▸ **EXERCISE SET**:
1. Transcribe the part of the reflection on the ten lepers that opens with the words containing "The Lord’s Day" and closes with "your journey going?".
2. Decide whether each statement below agrees with the reflection on the ten lepers. Answer yes or no for each, quoting the words of the text that decide it.
(a) Leprosy has been largely overcome for those who have access to modern medicine.
(b) The lepers formed their group by their own choice.
(c) After the healing, the Samaritan returned to the expectations of the Law.
3. Resume the reflection on the ten lepers, starting after its final sentence.

The Lord’s Day Reflection: “Mercy along the journey”
By Fr Edmund Power, OSB
On the way to Jerusalem: several times in Luke’s Gospel, we meet phrases like this. They are not merely circumstantial details to make the narrative more vivid.
For Luke, the ministry of Jesus is conducted in the context of the great journey to his destiny. Each of us, willy-nilly, is on the road, measured in weeks and years rather than miles and kilometres.
How is your journey going?
This Sunday’s Gospel is the uniquely Lucan healing of the ten lepers.
Jesus, on the move as always, is met by a strange little group, isolated and inspiring fear. It is an exclusive community though not of its own volition: the condition for membership is incurable and infectious disease. However, it is more inclusive than the broader society within which it forms an island of suffering, because it apparently has no hang-ups about ethnic or religious differences.
Once again, we see how Luke, companion of Paul, demonstrates that the Gospel is for all.
It is curious that the solidarity of suffering, that renders cultural-religious differences trivial, starts to break down after the lepers are healed: the nine Jews return to the expectations of the Law. The Samaritan does not. On his heart is written a deeper law than the approval of priests: wonder, praise and gratitude well up in his heart when he realizes that he has been touched by the love and mercy of God.
What suffering do we carry?
Leprosy today, for those fortunate enough to have access to modern medicine, has been largely overcome. So how may we embrace the word of life in this Sunday’s Gospel?
There are indirect messages, already mentioned, about what suffering can do and about openness to the person who is different.
But what might the leprosy betoken for those of us on the journey to Jerusalem? Disfigurement, exclusion, pain, hopelessness?

▸ **EXTRACTED MATERIAL**:
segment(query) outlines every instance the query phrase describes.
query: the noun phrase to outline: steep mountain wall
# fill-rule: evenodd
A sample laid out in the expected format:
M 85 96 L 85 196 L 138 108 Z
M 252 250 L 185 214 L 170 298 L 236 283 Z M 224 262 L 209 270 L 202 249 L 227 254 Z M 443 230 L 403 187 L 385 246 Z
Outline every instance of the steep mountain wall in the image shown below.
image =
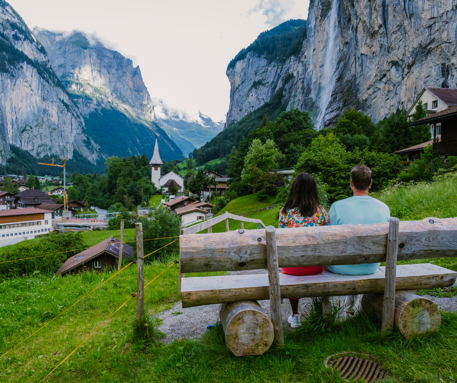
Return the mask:
M 158 123 L 140 67 L 90 35 L 35 28 L 53 69 L 83 115 L 101 156 L 151 156 L 157 137 L 166 160 L 183 154 Z
M 284 89 L 287 109 L 331 126 L 345 107 L 377 122 L 424 87 L 457 87 L 456 0 L 312 0 L 300 53 L 281 65 L 249 54 L 227 70 L 227 124 Z
M 45 50 L 8 3 L 0 1 L 0 163 L 14 145 L 36 157 L 94 162 L 96 145 L 84 132 L 78 108 L 51 68 Z

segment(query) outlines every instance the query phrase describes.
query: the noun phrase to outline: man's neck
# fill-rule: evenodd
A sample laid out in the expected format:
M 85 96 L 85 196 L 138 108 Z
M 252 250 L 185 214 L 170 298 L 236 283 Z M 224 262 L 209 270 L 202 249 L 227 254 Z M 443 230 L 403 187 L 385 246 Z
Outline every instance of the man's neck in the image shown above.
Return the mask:
M 367 197 L 368 197 L 368 191 L 369 189 L 367 189 L 367 190 L 357 190 L 356 189 L 354 188 L 352 189 L 352 192 L 354 193 L 354 197 L 358 197 L 361 195 L 365 195 Z

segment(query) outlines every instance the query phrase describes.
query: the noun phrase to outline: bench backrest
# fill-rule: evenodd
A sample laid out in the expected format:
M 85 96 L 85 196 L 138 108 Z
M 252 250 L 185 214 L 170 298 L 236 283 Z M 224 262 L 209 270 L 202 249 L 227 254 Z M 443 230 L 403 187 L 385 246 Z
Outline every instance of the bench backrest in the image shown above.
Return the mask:
M 397 260 L 457 257 L 457 218 L 403 221 Z M 277 229 L 280 267 L 356 264 L 386 260 L 389 224 Z M 267 267 L 265 229 L 180 237 L 180 272 Z

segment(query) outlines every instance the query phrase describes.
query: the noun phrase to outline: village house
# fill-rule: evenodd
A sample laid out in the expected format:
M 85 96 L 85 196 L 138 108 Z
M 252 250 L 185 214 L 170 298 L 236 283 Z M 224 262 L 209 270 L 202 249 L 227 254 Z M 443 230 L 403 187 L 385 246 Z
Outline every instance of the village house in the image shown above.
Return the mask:
M 55 273 L 56 275 L 78 273 L 84 271 L 101 272 L 104 269 L 113 269 L 117 266 L 119 258 L 120 242 L 114 237 L 107 238 L 88 249 L 69 258 Z M 133 249 L 124 244 L 123 259 L 131 258 Z
M 62 216 L 62 212 L 64 211 L 64 205 L 62 204 L 41 204 L 38 205 L 35 209 L 42 209 L 42 210 L 47 210 L 52 213 L 53 219 L 60 219 Z M 72 213 L 74 212 L 74 210 L 69 208 L 69 210 Z
M 52 220 L 51 212 L 42 209 L 0 210 L 0 246 L 50 232 Z
M 411 122 L 431 126 L 433 155 L 457 156 L 457 105 Z
M 39 190 L 27 189 L 16 193 L 7 200 L 8 209 L 35 208 L 41 204 L 52 204 L 49 196 Z
M 12 197 L 13 194 L 8 192 L 0 192 L 0 210 L 6 210 L 6 199 Z
M 180 195 L 179 197 L 176 197 L 173 200 L 169 201 L 168 202 L 165 202 L 163 205 L 169 210 L 174 211 L 177 209 L 187 206 L 192 204 L 193 202 L 198 202 L 198 201 L 195 198 L 193 198 L 191 197 L 187 197 L 185 195 Z
M 156 139 L 156 145 L 154 146 L 154 153 L 152 156 L 149 165 L 151 167 L 151 182 L 158 189 L 163 188 L 166 192 L 168 192 L 168 187 L 173 180 L 175 186 L 178 188 L 178 192 L 182 193 L 184 187 L 184 179 L 182 176 L 176 174 L 174 172 L 169 172 L 165 175 L 160 175 L 160 166 L 163 164 L 160 159 L 160 155 L 158 152 L 158 145 L 157 139 Z
M 51 192 L 51 195 L 63 195 L 64 193 L 64 189 L 63 186 L 59 186 L 58 188 L 54 188 Z

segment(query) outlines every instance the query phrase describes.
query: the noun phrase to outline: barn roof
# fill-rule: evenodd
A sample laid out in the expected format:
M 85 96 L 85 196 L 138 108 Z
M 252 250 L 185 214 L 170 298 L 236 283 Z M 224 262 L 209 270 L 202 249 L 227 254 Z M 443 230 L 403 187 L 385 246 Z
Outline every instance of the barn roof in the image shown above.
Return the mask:
M 115 243 L 114 244 L 111 243 L 111 240 L 112 239 L 114 240 Z M 76 255 L 70 257 L 60 266 L 60 268 L 57 270 L 55 275 L 59 275 L 59 274 L 68 273 L 104 253 L 107 253 L 116 258 L 119 258 L 120 243 L 121 241 L 114 237 L 106 238 L 105 241 L 102 241 L 99 244 L 97 244 L 88 249 L 86 249 Z M 133 255 L 133 249 L 124 243 L 122 250 L 123 258 L 130 258 Z

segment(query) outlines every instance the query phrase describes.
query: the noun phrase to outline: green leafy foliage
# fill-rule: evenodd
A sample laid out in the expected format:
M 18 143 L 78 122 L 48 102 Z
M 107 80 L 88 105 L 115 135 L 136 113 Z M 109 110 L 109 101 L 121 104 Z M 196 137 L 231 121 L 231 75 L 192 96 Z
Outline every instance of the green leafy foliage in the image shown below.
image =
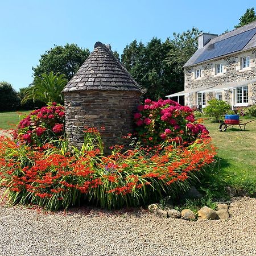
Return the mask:
M 18 95 L 19 99 L 20 100 L 20 102 L 23 102 L 20 105 L 20 109 L 32 110 L 36 108 L 42 108 L 42 106 L 44 106 L 44 102 L 38 100 L 36 100 L 34 102 L 33 101 L 33 100 L 31 99 L 27 100 L 27 101 L 26 101 L 26 102 L 24 102 L 23 100 L 25 97 L 25 92 L 28 89 L 29 89 L 29 87 L 20 88 L 19 91 L 18 93 Z
M 54 75 L 53 72 L 49 74 L 42 74 L 41 77 L 36 77 L 33 84 L 24 92 L 22 104 L 28 100 L 36 100 L 46 104 L 55 102 L 63 103 L 61 92 L 67 83 L 67 80 L 62 74 Z
M 108 209 L 145 205 L 187 191 L 197 173 L 214 159 L 207 140 L 187 147 L 167 144 L 125 152 L 115 146 L 105 156 L 99 132 L 85 132 L 81 150 L 71 149 L 63 138 L 57 140 L 57 147 L 51 143 L 39 147 L 2 138 L 0 185 L 6 187 L 9 200 L 50 210 L 81 201 Z
M 39 64 L 32 68 L 34 76 L 40 77 L 43 73 L 52 71 L 55 75 L 57 73 L 65 75 L 70 80 L 89 53 L 88 49 L 79 47 L 75 44 L 55 46 L 41 55 Z
M 195 119 L 193 110 L 171 100 L 145 100 L 134 115 L 136 130 L 144 143 L 155 145 L 169 143 L 191 143 L 208 137 L 205 127 Z
M 14 137 L 19 143 L 41 146 L 64 135 L 64 107 L 53 102 L 22 119 L 13 132 Z
M 200 31 L 193 28 L 174 39 L 162 42 L 153 38 L 147 44 L 136 40 L 127 45 L 121 62 L 137 82 L 147 89 L 144 98 L 157 100 L 181 90 L 184 87 L 183 67 L 197 48 Z
M 17 93 L 11 85 L 0 82 L 0 111 L 16 110 L 20 105 Z
M 228 103 L 214 98 L 208 101 L 208 105 L 204 109 L 204 112 L 218 120 L 220 116 L 230 109 L 231 106 Z
M 247 9 L 245 13 L 239 19 L 240 22 L 238 24 L 235 26 L 235 28 L 247 25 L 251 22 L 256 20 L 256 15 L 255 14 L 254 8 Z

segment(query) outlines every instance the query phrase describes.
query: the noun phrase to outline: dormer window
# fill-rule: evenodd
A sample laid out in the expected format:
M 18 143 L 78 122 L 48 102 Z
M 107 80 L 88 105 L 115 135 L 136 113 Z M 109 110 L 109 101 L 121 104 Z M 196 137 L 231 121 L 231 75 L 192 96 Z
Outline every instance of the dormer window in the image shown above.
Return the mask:
M 216 65 L 216 75 L 217 74 L 221 74 L 222 73 L 222 64 L 218 64 Z
M 196 79 L 201 77 L 201 69 L 196 69 L 195 75 L 196 75 Z
M 250 57 L 243 57 L 242 58 L 242 68 L 250 67 Z

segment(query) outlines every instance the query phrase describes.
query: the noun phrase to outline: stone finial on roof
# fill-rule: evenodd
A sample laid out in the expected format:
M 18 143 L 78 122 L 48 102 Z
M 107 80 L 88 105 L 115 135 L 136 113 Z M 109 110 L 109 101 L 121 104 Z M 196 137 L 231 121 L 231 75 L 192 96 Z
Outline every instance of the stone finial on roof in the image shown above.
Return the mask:
M 63 92 L 87 90 L 144 91 L 117 60 L 110 45 L 100 42 L 65 86 Z

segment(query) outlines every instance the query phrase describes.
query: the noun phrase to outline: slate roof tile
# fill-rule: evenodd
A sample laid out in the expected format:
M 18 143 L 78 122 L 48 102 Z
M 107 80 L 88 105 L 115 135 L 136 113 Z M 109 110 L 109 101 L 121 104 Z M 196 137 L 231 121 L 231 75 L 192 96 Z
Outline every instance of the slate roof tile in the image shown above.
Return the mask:
M 68 82 L 64 92 L 85 90 L 135 90 L 142 88 L 105 44 L 97 42 L 94 51 Z

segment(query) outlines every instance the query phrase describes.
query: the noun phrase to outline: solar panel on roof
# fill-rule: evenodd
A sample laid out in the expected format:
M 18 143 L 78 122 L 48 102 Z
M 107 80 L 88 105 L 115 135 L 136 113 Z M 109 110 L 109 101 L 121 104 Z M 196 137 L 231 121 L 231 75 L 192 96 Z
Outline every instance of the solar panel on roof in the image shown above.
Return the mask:
M 256 28 L 210 44 L 195 64 L 242 49 L 256 34 Z

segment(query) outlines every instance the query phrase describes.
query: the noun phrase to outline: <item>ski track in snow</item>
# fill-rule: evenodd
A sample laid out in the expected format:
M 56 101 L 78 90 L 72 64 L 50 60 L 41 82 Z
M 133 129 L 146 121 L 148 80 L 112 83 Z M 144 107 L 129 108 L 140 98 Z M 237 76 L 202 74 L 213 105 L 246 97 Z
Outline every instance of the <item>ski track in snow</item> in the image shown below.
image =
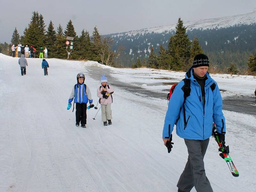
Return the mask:
M 91 109 L 86 128 L 77 127 L 75 109 L 66 109 L 68 100 L 82 72 L 96 106 L 100 83 L 90 76 L 93 73 L 87 75 L 86 68 L 94 64 L 48 59 L 49 75 L 44 76 L 41 60 L 28 60 L 27 75 L 21 76 L 18 59 L 0 54 L 0 191 L 177 191 L 187 152 L 175 131 L 171 153 L 163 145 L 166 100 L 114 87 L 113 124 L 103 126 L 100 111 L 92 120 L 97 111 Z M 127 70 L 116 73 L 125 76 Z M 237 81 L 232 86 L 239 86 Z M 224 113 L 226 143 L 240 175 L 232 177 L 212 139 L 205 157 L 206 174 L 214 191 L 224 191 L 226 186 L 234 192 L 254 189 L 256 119 Z

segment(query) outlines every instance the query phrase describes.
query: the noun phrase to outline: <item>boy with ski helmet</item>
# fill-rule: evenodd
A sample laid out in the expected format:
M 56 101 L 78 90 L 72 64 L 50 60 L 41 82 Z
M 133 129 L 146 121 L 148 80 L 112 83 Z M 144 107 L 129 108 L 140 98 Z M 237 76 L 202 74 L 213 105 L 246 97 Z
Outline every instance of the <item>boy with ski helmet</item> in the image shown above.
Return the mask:
M 45 59 L 43 59 L 42 61 L 42 68 L 44 69 L 44 75 L 48 75 L 48 69 L 47 68 L 49 67 L 49 64 L 48 62 L 46 61 Z
M 213 122 L 216 125 L 220 142 L 225 144 L 226 129 L 222 98 L 217 83 L 207 72 L 209 62 L 208 57 L 204 54 L 195 56 L 186 74 L 189 87 L 188 81 L 186 84 L 183 80 L 179 83 L 166 113 L 162 138 L 168 152 L 172 147 L 172 132 L 176 124 L 177 134 L 184 139 L 188 153 L 177 184 L 179 192 L 190 191 L 194 187 L 198 192 L 213 191 L 204 162 Z
M 81 126 L 84 128 L 86 127 L 87 103 L 89 101 L 90 105 L 92 104 L 92 99 L 90 90 L 84 83 L 85 79 L 85 76 L 82 73 L 79 73 L 76 76 L 77 83 L 72 88 L 67 108 L 68 110 L 70 109 L 71 106 L 71 103 L 75 97 L 74 102 L 76 103 L 76 125 L 77 127 L 79 126 L 81 122 Z
M 112 124 L 112 111 L 111 104 L 113 102 L 112 94 L 114 90 L 112 87 L 108 84 L 108 78 L 105 74 L 100 78 L 100 86 L 97 90 L 97 95 L 100 98 L 99 103 L 101 108 L 101 120 L 104 126 Z

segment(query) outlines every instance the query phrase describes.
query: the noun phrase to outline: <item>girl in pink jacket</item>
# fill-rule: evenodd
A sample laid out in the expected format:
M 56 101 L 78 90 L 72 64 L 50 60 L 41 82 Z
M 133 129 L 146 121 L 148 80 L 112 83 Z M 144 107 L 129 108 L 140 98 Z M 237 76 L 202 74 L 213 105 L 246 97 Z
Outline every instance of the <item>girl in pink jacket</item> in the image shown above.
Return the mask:
M 101 120 L 104 126 L 112 124 L 112 111 L 111 104 L 113 102 L 112 94 L 114 90 L 112 87 L 108 84 L 108 79 L 105 74 L 103 74 L 100 78 L 101 85 L 97 90 L 97 95 L 100 98 L 99 102 L 101 108 Z

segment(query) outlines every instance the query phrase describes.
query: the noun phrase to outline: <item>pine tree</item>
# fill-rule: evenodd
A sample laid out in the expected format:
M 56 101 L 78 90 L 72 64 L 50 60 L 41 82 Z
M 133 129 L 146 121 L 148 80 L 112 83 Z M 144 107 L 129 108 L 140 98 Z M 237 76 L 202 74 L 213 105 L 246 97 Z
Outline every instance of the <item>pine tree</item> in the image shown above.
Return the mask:
M 12 39 L 11 40 L 11 43 L 12 45 L 14 44 L 15 46 L 17 46 L 18 44 L 20 44 L 20 35 L 15 27 L 13 33 L 12 33 Z
M 251 55 L 248 60 L 247 72 L 249 75 L 256 75 L 256 53 Z
M 92 43 L 90 40 L 90 35 L 89 32 L 85 31 L 85 37 L 84 39 L 85 57 L 89 60 L 92 60 Z
M 23 44 L 24 45 L 33 45 L 38 49 L 41 46 L 39 43 L 40 38 L 40 30 L 39 27 L 39 14 L 35 11 L 32 13 L 31 21 L 28 25 Z
M 42 14 L 40 14 L 38 20 L 39 33 L 37 43 L 40 46 L 42 46 L 43 47 L 44 47 L 46 43 L 45 27 L 46 25 L 45 24 L 44 21 L 44 17 Z
M 26 44 L 26 42 L 28 41 L 27 33 L 28 28 L 26 28 L 24 30 L 24 31 L 23 32 L 23 35 L 22 35 L 20 36 L 20 42 L 23 45 L 25 44 Z
M 78 42 L 76 44 L 77 51 L 77 55 L 79 59 L 84 59 L 85 56 L 85 32 L 83 29 L 81 32 L 81 35 L 78 39 Z
M 63 29 L 60 24 L 59 24 L 59 27 L 57 28 L 57 35 L 63 36 Z
M 72 37 L 75 37 L 76 36 L 76 33 L 75 31 L 75 28 L 71 20 L 70 20 L 67 24 L 66 30 L 64 32 L 64 36 Z
M 52 21 L 50 21 L 46 31 L 45 38 L 45 46 L 48 50 L 48 57 L 49 58 L 52 57 L 55 54 L 54 52 L 56 50 L 56 42 L 57 40 L 56 32 L 54 30 L 53 24 Z
M 101 44 L 101 39 L 100 35 L 98 31 L 97 28 L 95 26 L 94 30 L 92 32 L 92 59 L 93 60 L 100 62 L 101 60 L 100 53 L 100 47 Z
M 175 28 L 176 34 L 169 39 L 167 52 L 172 58 L 173 69 L 185 71 L 190 65 L 191 43 L 186 34 L 187 28 L 183 26 L 180 18 Z
M 189 65 L 190 66 L 192 65 L 192 63 L 193 62 L 194 57 L 196 55 L 200 53 L 203 53 L 204 51 L 203 50 L 200 45 L 199 44 L 199 41 L 197 38 L 195 37 L 194 40 L 192 43 L 192 47 L 191 48 L 191 55 L 190 59 L 189 59 Z M 188 67 L 190 67 L 189 66 L 188 66 Z M 187 68 L 187 69 L 188 69 Z
M 60 24 L 57 28 L 56 45 L 55 50 L 54 52 L 54 55 L 52 57 L 58 59 L 66 59 L 67 53 L 67 46 L 65 44 L 66 38 L 63 35 L 62 27 Z
M 158 64 L 156 54 L 154 52 L 153 46 L 151 46 L 149 57 L 148 58 L 148 65 L 150 68 L 157 68 Z

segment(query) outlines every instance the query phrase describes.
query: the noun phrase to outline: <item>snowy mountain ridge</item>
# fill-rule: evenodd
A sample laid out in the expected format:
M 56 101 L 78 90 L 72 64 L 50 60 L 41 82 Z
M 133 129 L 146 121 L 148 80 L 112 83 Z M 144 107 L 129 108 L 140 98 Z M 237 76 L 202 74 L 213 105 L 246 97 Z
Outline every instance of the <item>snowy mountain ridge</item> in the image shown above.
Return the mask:
M 184 25 L 187 27 L 187 29 L 198 28 L 206 29 L 207 28 L 225 28 L 236 25 L 249 25 L 255 23 L 255 21 L 256 10 L 254 10 L 252 12 L 240 15 L 197 21 L 188 21 L 184 22 Z M 154 27 L 116 34 L 113 35 L 112 36 L 119 36 L 127 35 L 130 36 L 134 36 L 138 34 L 143 35 L 145 33 L 151 33 L 152 32 L 160 33 L 164 31 L 175 30 L 176 25 L 176 23 L 170 25 Z

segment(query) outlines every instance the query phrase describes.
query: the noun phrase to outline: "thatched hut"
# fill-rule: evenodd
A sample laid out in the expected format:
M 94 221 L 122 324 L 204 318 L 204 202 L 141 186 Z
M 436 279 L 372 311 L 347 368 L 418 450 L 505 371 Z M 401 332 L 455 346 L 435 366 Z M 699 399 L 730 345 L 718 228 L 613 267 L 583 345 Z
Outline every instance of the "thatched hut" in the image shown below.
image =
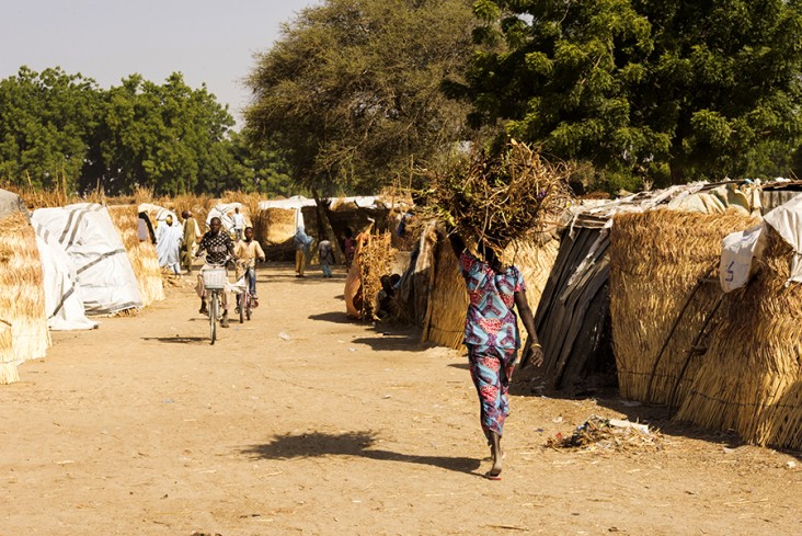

▸ **OUTPUTS BY TASK**:
1.
The Lord’s Day Reflection: “Mercy along the journey”
By Fr Edmund Power, OSB
On the way to Jerusalem: several times in Luke’s Gospel, we meet phrases like this. They are not merely circumstantial details to make the narrative more vivid.
For Luke, the ministry of Jesus is conducted in the context of the great journey to his destiny. Each of us, willy-nilly, is on the road, measured in weeks and years rather than miles and kilometres.
How is your journey going?

2.
(a) Yes: "Leprosy today, for those fortunate enough to have access to modern medicine, has been largely overcome."
(b) No: "It is an exclusive community though not of its own volition"
(c) No: "the nine Jews return to the expectations of the Law. The Samaritan does not."

3.
In this miracle of Jesus, we see the healing of a community in response to a shared cry for mercy.
Rise and go your way, says Jesus, your faith has made you well. He is in fact speaking to the Samaritan, although all ten were healed.
The ‘go your way’ can carry the sense of “continue your journey”. Previously halted by leprosy, the man sets off again for his personal Jerusalem, a city now bright with the glory of God in Jesus. Your faith need only be as small as a mustard seed (cf. Lk 13:19).
What ‘leprosy’ afflicts us?
The word translated as Master (Master, have mercy on us!) is “epistata” in the Greek original.
This word is used several times in Luke, but not in the other Gospels. It represents an attitude of respect, but has not yet reached the level of faith implied by the word “Lord” (in Greek “kyrios”).
The faith of the ten is at a preliminary and cautious stage, but it suffices.
Humbly and honestly aware of the metaphorical leprosy that afflicts each one of us, encouraged by the fact that our hesitant faith is nonetheless welcomed by the Lord, and willing always to open our hearts to the spirit of praise and thanks, we are ready to continue our journey, on the way to Jerusalem.